> Instruction:
Which wedding anniversary was the couple celebrating at dinner, according to the blog post?

View from Convento de Cristo once a Templar stronghold

Sunday, September 13, 2015

farmer bringing in grapes to weigh station
 We went out for dinner in the wine region last night to celebrate our 23rd anniversary.  We stopped to buy some wine for the mother-in-law at a co'op and timed it with the arrival of tractors full of grapes.  First they weighed their loads and then dumped them in a masher like a giant underground meat processor.  The smell was amazing.
check out the ladies on the back wall
 Our restaurant, (pic above), was great but for the fact that the owner's son, a long haired, '70's dressing coke-head, was waiting on us and was a complete asshole.  First GP asked which of four bottles of wine was the least "oak barrel aged" and the guy answered snidely as though talking to an ignoramus, "They are very different wines!".  K.  But that doesn't answer the question does it?  Then when our pasta dishes arrived, mine with mushrooms, I made the mistake of asking for Parmigiano!  What was I thinking?  He stopped dead in his tracks and turned to me and said, "But that just isn't done!"  meaning Parmigiano on mushrooms, and may I just mention that in fact, it IS done.  The guy was higher than a kite.  Apart from that, the food was wonderful, the wine was wonderful and the place is charming.  We even had naked breasted ladies stomping grapes to look at.

> Provided material:

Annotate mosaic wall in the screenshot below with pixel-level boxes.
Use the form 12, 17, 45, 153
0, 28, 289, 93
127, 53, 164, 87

> Reply:
Their 23rd anniversary.